Activity:
Reproduce every entry below precisely; do not include the pictures.
________________________
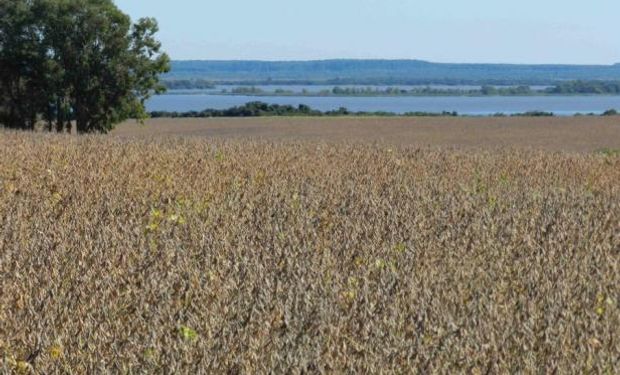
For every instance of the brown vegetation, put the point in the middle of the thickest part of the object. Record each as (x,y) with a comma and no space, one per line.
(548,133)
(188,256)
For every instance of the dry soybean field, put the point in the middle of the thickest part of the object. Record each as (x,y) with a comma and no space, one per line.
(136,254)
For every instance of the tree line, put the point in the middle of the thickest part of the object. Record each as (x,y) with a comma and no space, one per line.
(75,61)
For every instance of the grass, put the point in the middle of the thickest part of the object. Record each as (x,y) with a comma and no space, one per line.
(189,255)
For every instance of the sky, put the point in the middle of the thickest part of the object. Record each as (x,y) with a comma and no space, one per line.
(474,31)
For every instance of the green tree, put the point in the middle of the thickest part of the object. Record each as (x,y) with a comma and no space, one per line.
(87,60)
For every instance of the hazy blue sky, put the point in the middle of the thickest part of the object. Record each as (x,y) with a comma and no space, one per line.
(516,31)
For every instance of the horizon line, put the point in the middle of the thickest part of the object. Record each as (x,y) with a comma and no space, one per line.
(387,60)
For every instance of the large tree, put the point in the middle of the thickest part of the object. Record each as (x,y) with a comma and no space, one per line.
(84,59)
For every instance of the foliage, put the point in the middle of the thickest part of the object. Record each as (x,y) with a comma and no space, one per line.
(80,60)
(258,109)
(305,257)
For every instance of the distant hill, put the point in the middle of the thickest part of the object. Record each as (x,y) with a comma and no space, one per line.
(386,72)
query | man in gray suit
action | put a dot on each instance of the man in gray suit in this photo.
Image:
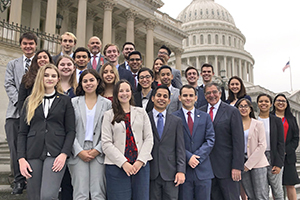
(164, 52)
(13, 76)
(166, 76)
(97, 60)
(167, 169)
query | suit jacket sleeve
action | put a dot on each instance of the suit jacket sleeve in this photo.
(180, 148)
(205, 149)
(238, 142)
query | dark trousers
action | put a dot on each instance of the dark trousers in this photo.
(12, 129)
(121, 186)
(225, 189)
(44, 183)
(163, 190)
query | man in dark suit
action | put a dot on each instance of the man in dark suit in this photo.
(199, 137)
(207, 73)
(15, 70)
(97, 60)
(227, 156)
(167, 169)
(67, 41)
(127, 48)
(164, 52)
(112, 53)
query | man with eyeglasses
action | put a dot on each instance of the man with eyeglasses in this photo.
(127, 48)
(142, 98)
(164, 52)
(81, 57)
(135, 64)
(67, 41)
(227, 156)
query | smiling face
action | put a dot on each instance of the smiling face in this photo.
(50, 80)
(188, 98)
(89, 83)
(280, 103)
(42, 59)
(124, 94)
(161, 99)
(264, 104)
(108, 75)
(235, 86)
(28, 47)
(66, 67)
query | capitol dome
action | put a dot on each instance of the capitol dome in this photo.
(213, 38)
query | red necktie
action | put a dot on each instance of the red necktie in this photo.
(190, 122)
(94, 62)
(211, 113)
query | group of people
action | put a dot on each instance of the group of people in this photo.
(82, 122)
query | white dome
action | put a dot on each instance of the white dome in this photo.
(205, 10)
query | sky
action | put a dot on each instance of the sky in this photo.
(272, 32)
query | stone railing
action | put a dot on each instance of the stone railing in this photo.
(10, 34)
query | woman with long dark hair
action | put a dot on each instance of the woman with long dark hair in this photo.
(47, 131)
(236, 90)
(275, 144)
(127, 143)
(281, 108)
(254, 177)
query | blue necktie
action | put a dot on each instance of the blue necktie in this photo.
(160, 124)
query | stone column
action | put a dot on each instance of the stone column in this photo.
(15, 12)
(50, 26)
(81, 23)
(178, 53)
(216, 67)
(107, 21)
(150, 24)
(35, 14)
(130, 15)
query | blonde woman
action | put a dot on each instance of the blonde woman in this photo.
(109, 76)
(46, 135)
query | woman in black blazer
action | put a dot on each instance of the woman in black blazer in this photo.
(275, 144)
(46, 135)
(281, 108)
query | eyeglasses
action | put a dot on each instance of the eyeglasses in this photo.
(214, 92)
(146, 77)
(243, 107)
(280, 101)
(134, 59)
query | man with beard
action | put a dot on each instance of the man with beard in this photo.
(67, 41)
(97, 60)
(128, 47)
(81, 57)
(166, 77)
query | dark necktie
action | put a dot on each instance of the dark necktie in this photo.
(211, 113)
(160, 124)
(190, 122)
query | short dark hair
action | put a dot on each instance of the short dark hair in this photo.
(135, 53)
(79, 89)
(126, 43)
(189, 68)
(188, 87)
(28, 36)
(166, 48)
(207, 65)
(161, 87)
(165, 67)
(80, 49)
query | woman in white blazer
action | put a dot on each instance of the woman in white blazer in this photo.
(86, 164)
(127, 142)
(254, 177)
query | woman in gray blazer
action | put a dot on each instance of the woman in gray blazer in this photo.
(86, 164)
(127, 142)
________________________
Exercise answer:
For every instance of the brown vegetation, put the point in the middle of the thickest part of the object. Record each as (x,y) with a comma and no space, one per line.
(548,133)
(188,256)
For every instance of the dry soybean field, put the point in the middle of the thickest part of the object. Record each as (x,y) with a comma and no space, one per line.
(136,254)
For every instance of the tree line, put the point in the middle of the thickest part of the object. Record each as (x,y) with a comma and no space, one per line.
(75,61)
For every instance of the grass, put the point in the middle of the thickest part of the object. Record each as (x,y) with a comma and no space, one per line.
(189,255)
For every instance of the sky, put the point in the middle of the thickest part of the object. Record each as (x,y) with a comma and no space, one per line.
(474,31)
For every instance of the green tree, put the point in the middle of the thickest part of the object. Record each as (x,y) with a comma and no space, one per line.
(87,60)
For every instance of the hazy blue sky, put the point in the middle of the thickest part of the object. Record each as (x,y) with a comma and no space, one per line.
(516,31)
For every instance of the horizon line, put the point in the middle of the thickest part of the object. Record each as (x,y) with a comma and no space, one per line.
(387,60)
For every instance of the large tree, put the point in the middle of the thickest part of the object. Record each as (x,y) with a comma and no space, one per line.
(84,59)
For every instance of the foliage, put the point in the middle of the thickest part of the object. Record each as (x,y) with a comma and no space, one per line.
(80,60)
(258,109)
(305,257)
For every instance of the distant hill, put the point in the middle of the thickest part of the object. Record each as (x,y) with a comma and no space, one per line.
(386,72)
query | man in gray suit
action | put a dot on each instance of the man in gray suit in this photo.
Image:
(164, 52)
(13, 76)
(166, 76)
(97, 60)
(167, 169)
query | suit jacket sleeve
action | put a dot on each instance of the suit jacket sleeve in this photo.
(180, 148)
(205, 149)
(238, 142)
query | dark trousers
action | put a dot on each instance of the dark trousers in this photo.
(12, 129)
(121, 186)
(225, 189)
(44, 183)
(163, 190)
query | man in dark suit
action | put a dot on each instance of the man in dark suit in this photo.
(199, 137)
(207, 73)
(15, 70)
(97, 60)
(227, 156)
(167, 169)
(67, 41)
(127, 48)
(164, 52)
(112, 53)
query | man with eyeglasses
action | put a dot on each instance of the man with eyeglasses in this photo.
(127, 48)
(142, 98)
(164, 52)
(81, 57)
(135, 64)
(67, 41)
(227, 156)
query | smiling face
action | put a dot on each instance of the smiling face in this photo.
(50, 80)
(188, 98)
(89, 83)
(280, 103)
(42, 59)
(124, 94)
(161, 99)
(264, 104)
(108, 75)
(235, 86)
(28, 47)
(66, 67)
query | capitol dome
action | put a dot on each instance of the capitol dome in this photo.
(213, 38)
query | red necktie
action | put a dot on each instance of the red necktie in this photo.
(190, 122)
(94, 62)
(211, 113)
query | group of people
action | put a dot on each instance of the group of people in this photo.
(82, 122)
query | white dome
action | put a dot on each instance of the white dome in this photo.
(205, 10)
query | sky
action | put a dot on each instance of the sky in this photo.
(272, 32)
query | stone railing
action | put a dot on each instance of the stone railing in this photo.
(10, 34)
query | woman with long dark hair
action | put a dot on each instance of the woman with long dark hair in this photo.
(47, 131)
(236, 90)
(275, 144)
(127, 143)
(281, 108)
(254, 177)
query | blue necktie
action | put a dot on each instance of the blue necktie in this photo.
(160, 124)
query | stone column
action | put a dot on each instance of the stone column in this photo.
(15, 12)
(50, 26)
(81, 23)
(178, 53)
(216, 67)
(107, 21)
(150, 24)
(35, 14)
(130, 15)
query | blonde woman
action | put a dot on each instance of the blonde woman in this photo.
(109, 76)
(46, 135)
query | woman in black blazer
action | put a dot on each instance of the woman in black blazer in this photo.
(275, 144)
(46, 135)
(281, 108)
query | eyeglasses
action | put a dot on each instance of the eyeglasses in this photo.
(214, 92)
(146, 77)
(243, 107)
(280, 101)
(134, 59)
query | man with beard
action | put a dot on each instance of the man with beard in this photo.
(67, 41)
(97, 60)
(128, 47)
(81, 57)
(166, 77)
query | dark necktie
action | put a dot on each instance of the dark necktie in this photo.
(211, 113)
(160, 124)
(190, 122)
query | short dark hair
action | put a dot on each instance of the short dark hair in this photo.
(135, 53)
(79, 89)
(126, 43)
(189, 68)
(188, 87)
(28, 36)
(166, 48)
(207, 65)
(161, 87)
(165, 67)
(80, 49)
query | woman in white blazer
action | put a dot on each instance of the woman in white blazer in this photo.
(86, 164)
(127, 142)
(254, 177)
query | woman in gray blazer
action | put a dot on each instance of the woman in gray blazer in this photo.
(86, 164)
(127, 142)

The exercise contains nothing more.